■ **TASK ITEM**: Each line with the word "headscarf" must appear in the answer, copied from the records.

■ **THE INPUT**:
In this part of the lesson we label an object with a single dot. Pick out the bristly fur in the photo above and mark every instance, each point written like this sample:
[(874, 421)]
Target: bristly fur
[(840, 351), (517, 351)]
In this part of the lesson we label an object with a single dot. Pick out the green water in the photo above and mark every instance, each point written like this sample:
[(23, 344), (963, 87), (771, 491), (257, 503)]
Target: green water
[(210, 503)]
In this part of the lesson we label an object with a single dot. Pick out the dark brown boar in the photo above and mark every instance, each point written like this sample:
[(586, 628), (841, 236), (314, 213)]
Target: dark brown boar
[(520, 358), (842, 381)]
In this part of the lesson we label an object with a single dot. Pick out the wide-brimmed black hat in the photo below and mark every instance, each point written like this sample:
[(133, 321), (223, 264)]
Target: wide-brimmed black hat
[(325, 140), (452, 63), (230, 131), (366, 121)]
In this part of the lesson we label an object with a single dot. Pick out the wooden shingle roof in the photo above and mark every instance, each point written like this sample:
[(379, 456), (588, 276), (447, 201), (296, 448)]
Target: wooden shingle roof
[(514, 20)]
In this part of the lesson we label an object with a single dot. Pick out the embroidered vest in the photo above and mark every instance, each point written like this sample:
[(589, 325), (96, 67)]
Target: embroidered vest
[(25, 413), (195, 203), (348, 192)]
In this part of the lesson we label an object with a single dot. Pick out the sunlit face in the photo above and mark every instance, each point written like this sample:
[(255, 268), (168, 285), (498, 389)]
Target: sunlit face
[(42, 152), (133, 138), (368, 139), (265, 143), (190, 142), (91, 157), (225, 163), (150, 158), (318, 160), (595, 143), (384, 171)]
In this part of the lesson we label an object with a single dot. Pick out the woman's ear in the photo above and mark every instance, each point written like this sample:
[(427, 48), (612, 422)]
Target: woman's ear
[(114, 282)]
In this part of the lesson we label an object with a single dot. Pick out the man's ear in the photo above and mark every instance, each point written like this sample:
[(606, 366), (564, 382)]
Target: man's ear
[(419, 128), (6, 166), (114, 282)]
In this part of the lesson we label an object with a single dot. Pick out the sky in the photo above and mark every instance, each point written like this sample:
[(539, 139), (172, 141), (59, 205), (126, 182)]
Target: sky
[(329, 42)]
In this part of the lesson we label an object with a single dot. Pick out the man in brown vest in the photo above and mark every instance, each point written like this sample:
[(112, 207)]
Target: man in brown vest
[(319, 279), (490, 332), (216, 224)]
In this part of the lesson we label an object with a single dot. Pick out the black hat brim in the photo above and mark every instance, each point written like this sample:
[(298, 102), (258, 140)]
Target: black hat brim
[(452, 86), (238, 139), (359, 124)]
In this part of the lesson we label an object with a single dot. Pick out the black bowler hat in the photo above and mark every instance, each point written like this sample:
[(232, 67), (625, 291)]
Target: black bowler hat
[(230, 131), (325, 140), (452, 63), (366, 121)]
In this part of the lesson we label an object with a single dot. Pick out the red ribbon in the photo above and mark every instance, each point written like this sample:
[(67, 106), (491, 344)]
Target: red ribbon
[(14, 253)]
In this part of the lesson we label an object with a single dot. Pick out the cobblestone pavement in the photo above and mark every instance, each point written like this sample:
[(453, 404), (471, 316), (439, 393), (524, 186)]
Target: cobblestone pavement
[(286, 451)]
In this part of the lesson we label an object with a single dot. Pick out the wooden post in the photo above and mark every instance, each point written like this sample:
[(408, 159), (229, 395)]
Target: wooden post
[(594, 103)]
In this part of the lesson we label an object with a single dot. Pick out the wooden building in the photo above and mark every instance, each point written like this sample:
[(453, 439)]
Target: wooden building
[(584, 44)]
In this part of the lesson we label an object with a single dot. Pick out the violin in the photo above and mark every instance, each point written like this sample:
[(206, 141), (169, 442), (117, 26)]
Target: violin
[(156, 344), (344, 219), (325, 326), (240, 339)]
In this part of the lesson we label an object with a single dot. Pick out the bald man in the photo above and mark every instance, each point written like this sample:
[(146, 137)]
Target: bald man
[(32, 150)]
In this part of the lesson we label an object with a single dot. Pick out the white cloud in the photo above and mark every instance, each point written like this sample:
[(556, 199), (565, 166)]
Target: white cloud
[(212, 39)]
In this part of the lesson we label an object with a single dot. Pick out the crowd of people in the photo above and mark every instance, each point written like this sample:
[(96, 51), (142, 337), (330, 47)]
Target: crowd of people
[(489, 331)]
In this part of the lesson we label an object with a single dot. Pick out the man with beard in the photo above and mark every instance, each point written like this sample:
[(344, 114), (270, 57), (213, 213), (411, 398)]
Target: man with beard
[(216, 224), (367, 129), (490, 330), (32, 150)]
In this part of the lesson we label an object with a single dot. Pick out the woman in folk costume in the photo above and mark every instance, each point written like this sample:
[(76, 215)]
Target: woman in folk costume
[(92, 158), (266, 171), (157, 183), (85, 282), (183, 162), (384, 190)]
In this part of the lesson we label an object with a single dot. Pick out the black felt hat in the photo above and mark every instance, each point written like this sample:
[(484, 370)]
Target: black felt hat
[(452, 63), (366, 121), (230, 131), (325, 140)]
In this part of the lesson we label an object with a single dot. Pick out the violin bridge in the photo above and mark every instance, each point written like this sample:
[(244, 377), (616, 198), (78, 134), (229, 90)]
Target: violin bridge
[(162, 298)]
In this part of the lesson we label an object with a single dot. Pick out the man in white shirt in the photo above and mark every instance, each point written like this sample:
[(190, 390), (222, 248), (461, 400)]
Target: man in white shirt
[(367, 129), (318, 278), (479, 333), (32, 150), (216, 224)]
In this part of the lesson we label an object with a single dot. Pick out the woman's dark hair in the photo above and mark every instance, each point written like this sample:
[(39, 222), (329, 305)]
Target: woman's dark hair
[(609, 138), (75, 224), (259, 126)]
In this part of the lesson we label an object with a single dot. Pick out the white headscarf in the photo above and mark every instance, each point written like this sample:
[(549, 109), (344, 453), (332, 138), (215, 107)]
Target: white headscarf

■ **EXERCISE OUTPUT**:
In this part of the lesson we label an object with a single dot. Pick out the white headscarf in the photo above and mark every instance, each point written like this sample:
Target: white headscarf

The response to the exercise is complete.